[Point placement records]
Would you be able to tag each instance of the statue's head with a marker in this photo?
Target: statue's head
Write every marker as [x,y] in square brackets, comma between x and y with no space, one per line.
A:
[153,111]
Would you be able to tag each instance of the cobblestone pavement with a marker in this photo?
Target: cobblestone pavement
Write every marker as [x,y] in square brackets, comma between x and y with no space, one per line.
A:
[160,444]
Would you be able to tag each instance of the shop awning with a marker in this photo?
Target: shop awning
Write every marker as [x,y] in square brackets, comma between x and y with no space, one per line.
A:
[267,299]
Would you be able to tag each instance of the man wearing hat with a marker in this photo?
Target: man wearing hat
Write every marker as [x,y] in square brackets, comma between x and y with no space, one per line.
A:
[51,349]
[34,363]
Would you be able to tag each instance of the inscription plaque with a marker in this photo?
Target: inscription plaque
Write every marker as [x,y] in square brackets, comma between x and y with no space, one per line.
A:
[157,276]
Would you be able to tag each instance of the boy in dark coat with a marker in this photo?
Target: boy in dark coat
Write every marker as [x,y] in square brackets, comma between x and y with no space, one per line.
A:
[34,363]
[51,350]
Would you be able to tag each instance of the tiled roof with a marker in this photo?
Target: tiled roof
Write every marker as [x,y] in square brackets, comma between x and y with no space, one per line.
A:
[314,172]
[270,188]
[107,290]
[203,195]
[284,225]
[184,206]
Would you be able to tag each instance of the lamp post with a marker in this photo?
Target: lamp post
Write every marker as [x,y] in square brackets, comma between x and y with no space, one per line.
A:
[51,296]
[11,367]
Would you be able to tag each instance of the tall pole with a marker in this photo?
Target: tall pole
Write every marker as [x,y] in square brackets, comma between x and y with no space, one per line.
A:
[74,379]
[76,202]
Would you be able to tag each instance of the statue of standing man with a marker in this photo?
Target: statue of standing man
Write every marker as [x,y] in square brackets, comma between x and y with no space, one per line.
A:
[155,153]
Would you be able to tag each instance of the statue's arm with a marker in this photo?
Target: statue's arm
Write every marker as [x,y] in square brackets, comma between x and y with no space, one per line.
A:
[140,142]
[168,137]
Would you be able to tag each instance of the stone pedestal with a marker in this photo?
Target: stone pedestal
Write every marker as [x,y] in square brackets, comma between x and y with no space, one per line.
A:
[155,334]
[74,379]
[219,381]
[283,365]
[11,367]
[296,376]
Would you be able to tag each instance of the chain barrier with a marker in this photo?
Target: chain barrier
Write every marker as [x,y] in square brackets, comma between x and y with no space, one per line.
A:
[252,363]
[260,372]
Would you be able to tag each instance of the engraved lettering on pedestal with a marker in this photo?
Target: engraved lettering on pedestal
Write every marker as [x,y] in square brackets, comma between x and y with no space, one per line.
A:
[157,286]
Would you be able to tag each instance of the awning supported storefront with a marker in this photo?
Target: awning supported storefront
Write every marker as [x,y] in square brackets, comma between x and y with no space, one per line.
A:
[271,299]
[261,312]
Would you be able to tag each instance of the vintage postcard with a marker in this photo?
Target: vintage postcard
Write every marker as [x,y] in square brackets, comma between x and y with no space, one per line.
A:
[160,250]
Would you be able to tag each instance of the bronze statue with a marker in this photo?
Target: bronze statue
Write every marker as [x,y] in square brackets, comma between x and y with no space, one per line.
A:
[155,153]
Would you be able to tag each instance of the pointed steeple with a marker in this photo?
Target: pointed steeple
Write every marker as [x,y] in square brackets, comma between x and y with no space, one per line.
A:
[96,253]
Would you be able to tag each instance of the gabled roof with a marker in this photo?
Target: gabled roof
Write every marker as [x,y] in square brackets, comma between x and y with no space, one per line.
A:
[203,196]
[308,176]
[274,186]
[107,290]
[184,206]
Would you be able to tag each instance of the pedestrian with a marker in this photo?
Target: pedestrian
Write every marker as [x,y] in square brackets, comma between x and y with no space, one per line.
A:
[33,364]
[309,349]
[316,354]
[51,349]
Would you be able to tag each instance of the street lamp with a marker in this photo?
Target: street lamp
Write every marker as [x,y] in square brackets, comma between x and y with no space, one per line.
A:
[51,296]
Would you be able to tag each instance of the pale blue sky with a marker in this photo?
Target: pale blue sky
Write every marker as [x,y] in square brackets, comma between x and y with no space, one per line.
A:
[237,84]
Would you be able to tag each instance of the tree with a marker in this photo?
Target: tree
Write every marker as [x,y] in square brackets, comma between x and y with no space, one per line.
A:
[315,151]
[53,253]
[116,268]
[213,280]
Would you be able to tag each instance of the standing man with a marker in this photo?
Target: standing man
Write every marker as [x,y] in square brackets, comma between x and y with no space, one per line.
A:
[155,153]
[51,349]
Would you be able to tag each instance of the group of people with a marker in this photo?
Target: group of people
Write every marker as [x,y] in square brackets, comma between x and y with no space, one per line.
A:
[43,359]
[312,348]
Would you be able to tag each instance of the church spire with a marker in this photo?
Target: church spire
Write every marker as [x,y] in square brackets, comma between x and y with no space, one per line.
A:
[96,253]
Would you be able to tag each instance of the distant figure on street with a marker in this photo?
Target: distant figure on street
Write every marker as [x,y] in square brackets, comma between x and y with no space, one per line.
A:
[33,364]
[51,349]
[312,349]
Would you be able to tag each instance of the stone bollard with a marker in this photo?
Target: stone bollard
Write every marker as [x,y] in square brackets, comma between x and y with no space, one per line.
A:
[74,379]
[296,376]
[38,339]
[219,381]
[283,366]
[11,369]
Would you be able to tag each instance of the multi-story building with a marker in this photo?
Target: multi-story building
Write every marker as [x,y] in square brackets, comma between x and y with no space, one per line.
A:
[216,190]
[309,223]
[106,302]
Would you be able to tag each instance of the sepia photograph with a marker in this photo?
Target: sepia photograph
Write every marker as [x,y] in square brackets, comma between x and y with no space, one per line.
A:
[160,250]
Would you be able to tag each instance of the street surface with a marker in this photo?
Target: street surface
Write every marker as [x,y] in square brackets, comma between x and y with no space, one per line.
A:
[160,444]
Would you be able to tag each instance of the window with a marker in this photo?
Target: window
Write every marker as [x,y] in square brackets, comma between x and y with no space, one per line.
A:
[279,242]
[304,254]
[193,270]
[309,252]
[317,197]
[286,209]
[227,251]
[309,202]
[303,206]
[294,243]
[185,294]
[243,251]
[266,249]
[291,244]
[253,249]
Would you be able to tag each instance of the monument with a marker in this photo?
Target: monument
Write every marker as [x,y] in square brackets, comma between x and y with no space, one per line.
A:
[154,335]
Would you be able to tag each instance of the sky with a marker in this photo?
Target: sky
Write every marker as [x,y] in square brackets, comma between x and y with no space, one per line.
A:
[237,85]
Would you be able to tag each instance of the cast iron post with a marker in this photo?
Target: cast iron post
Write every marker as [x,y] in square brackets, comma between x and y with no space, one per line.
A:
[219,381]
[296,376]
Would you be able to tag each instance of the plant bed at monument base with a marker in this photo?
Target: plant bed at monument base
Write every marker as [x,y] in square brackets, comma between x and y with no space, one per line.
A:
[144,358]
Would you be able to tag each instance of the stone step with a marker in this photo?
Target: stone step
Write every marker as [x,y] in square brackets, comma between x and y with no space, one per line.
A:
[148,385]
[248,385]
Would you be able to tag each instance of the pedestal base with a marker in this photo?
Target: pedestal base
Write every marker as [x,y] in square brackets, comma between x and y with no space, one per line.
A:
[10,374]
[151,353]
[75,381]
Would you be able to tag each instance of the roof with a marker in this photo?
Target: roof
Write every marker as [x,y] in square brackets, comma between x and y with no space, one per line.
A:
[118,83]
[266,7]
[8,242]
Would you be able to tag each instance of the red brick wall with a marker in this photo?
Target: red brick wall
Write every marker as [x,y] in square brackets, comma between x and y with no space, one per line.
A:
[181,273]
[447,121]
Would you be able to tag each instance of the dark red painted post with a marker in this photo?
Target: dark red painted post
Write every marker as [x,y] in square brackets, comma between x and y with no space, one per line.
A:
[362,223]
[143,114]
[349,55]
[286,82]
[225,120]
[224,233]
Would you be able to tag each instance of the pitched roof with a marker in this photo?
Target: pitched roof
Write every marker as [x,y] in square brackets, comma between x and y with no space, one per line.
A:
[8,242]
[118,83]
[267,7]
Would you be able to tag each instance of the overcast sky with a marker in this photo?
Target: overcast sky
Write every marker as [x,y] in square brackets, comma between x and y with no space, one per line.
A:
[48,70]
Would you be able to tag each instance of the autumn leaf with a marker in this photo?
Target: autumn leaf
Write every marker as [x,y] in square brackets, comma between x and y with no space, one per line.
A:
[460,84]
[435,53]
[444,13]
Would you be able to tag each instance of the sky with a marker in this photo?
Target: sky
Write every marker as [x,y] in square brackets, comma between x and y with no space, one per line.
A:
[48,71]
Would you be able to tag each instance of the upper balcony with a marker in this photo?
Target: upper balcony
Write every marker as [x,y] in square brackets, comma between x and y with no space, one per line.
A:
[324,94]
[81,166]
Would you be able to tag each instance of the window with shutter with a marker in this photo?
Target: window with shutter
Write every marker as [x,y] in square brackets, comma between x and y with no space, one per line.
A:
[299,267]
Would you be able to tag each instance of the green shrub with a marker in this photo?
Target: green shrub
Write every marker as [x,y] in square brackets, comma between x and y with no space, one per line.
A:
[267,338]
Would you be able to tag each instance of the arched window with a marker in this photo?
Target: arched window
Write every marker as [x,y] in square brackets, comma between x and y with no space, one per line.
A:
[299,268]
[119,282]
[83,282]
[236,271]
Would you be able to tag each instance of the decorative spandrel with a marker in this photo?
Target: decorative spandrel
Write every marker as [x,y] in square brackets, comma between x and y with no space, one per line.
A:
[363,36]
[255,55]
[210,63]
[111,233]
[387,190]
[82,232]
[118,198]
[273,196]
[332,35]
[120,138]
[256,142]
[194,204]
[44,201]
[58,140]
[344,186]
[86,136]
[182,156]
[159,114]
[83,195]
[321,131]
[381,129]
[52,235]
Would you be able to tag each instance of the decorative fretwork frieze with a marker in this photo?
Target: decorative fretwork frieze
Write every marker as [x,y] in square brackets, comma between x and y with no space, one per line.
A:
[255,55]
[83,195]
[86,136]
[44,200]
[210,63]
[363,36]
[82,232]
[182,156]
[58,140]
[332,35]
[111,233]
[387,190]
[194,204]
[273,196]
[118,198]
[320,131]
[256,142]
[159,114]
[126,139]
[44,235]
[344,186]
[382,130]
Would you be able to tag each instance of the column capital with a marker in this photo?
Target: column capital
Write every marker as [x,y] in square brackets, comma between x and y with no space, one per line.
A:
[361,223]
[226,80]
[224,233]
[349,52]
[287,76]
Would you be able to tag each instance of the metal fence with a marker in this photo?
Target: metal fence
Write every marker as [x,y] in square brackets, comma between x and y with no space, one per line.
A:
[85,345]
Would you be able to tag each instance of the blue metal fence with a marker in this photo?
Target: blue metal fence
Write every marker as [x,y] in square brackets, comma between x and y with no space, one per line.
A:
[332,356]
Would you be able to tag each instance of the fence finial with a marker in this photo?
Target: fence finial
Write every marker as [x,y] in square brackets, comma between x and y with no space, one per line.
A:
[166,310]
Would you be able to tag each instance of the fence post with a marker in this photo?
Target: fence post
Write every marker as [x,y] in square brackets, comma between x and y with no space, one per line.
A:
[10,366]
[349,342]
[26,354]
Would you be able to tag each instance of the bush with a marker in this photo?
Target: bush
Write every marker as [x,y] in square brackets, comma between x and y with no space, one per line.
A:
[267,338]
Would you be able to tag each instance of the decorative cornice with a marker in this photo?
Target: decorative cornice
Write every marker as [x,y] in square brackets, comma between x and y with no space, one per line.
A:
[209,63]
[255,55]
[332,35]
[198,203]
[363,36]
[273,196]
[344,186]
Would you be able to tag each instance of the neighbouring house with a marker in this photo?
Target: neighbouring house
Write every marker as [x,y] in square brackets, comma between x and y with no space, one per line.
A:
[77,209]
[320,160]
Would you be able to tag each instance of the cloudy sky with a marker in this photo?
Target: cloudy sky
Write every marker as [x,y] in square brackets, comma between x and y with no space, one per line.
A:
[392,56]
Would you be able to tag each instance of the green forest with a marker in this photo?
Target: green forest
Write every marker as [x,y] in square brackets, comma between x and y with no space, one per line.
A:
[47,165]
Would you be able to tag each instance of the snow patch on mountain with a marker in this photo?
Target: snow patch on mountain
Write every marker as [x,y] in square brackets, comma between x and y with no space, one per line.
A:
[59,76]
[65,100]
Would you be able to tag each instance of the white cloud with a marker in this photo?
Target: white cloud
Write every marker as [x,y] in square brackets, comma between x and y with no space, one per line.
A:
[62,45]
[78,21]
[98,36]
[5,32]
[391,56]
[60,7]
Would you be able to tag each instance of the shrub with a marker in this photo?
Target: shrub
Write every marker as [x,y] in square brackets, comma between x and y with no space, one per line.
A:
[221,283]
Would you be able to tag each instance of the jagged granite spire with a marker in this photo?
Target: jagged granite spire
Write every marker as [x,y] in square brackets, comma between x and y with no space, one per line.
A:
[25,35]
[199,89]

● **WHAT THE EXERCISE ASKS**:
Write out the lines above, starting at the line that contains "Would you be able to tag each instance of the snow" and ending with the final line, and nothing else; copy them exactly.

● **COMPLETE OUTPUT**:
Would you be able to tag each instance of the snow patch on mountain with a marker in this photo?
Target: snow patch on mountain
Write every marker as [x,y] in square brackets, comma between x and y with no space, one per line.
A:
[59,76]
[65,100]
Would you be able to tag each instance of the white cloud with a marker in this photo?
Target: white cloud
Write every marker as [x,y] in square brackets, comma between x and y with no space, one per line.
A:
[62,45]
[78,21]
[98,36]
[5,32]
[391,56]
[60,7]
Would you be able to tag each instance of the shrub with a marker in this photo?
Target: shrub
Write every marker as [x,y] in square brackets, comma between x and y with no space, one per line.
A:
[221,283]
Would you be able to tag each instance of the jagged granite spire with a marker in this photo?
Target: jagged granite spire
Write every marker as [x,y] in square brackets, comma between x and y with no space, one per line.
A:
[25,35]
[199,89]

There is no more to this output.